--- DIRECTIONS FOR THIS TASK ---
Print the portion of the listing that begins with the line containing "of the wooden" and ends with the line containing "[[81, 166]]", including both of those lines. Omit the pictures.

--- PROVIDED RECORDS ---
○ ○ ○
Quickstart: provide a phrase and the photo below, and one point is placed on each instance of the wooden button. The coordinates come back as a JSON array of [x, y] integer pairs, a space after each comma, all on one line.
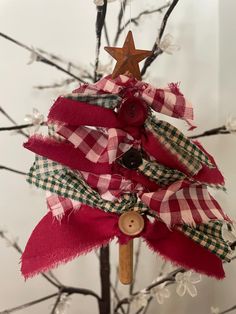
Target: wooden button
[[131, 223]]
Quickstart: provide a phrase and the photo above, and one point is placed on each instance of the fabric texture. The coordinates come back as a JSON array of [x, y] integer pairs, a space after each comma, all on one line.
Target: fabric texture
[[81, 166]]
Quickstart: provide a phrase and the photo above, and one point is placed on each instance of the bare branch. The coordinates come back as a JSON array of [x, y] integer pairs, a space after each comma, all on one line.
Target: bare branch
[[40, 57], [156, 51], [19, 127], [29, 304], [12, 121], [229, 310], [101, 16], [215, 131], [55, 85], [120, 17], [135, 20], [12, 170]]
○ ○ ○
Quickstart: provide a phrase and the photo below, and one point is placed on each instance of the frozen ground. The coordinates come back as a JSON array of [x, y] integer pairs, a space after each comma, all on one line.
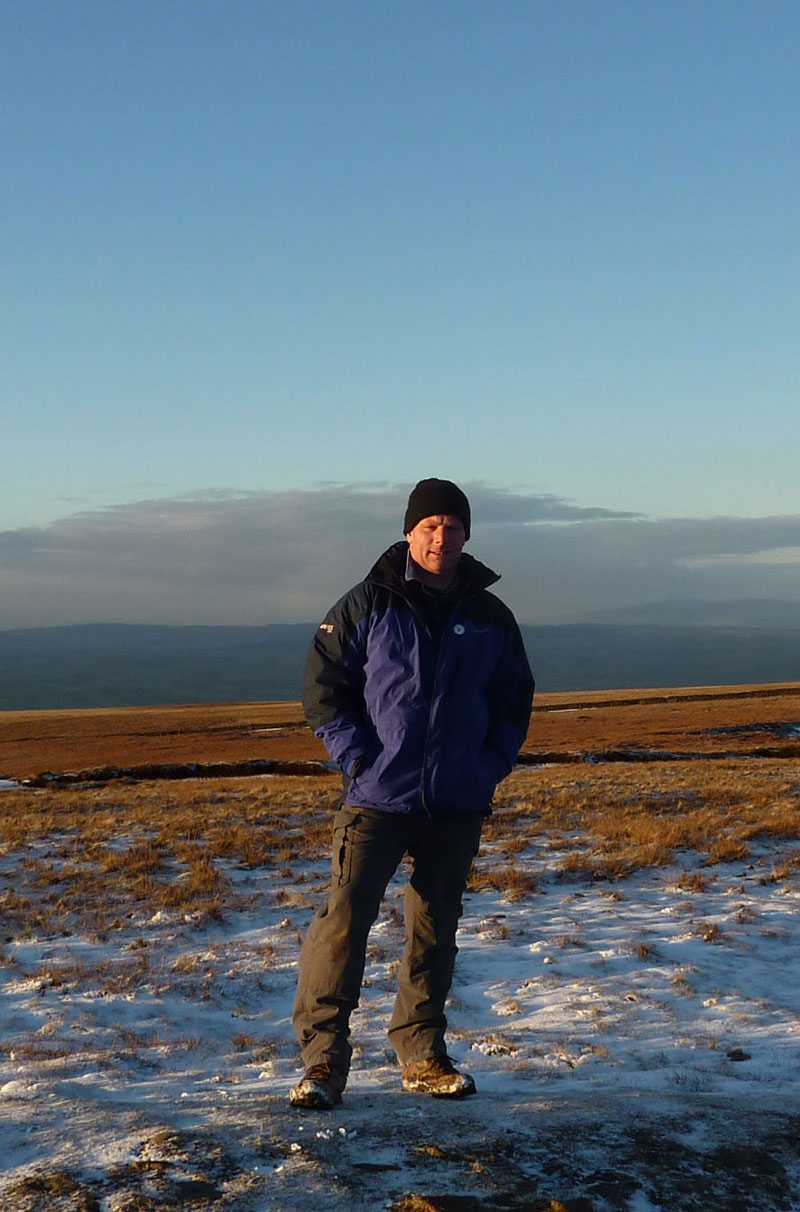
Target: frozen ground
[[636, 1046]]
○ ○ ○
--- REPLY TO THE EXERCISE ---
Quickstart: provide a phrase and the photo below, and one point is placed on each instance of the wooden button. The coordinates come back as a JSON array of [x, y] integer pairs, a space after each comma, all on one line.
Target: wooden button
[[131, 223]]
Quickstart: provide a phrase and the photo above, and one point is placed on each instance of the fabric texture. The coordinates come back as a JSON array of [x, y] integer pairs, a space after each comma, all on one line.
Target: fabric texture
[[81, 166]]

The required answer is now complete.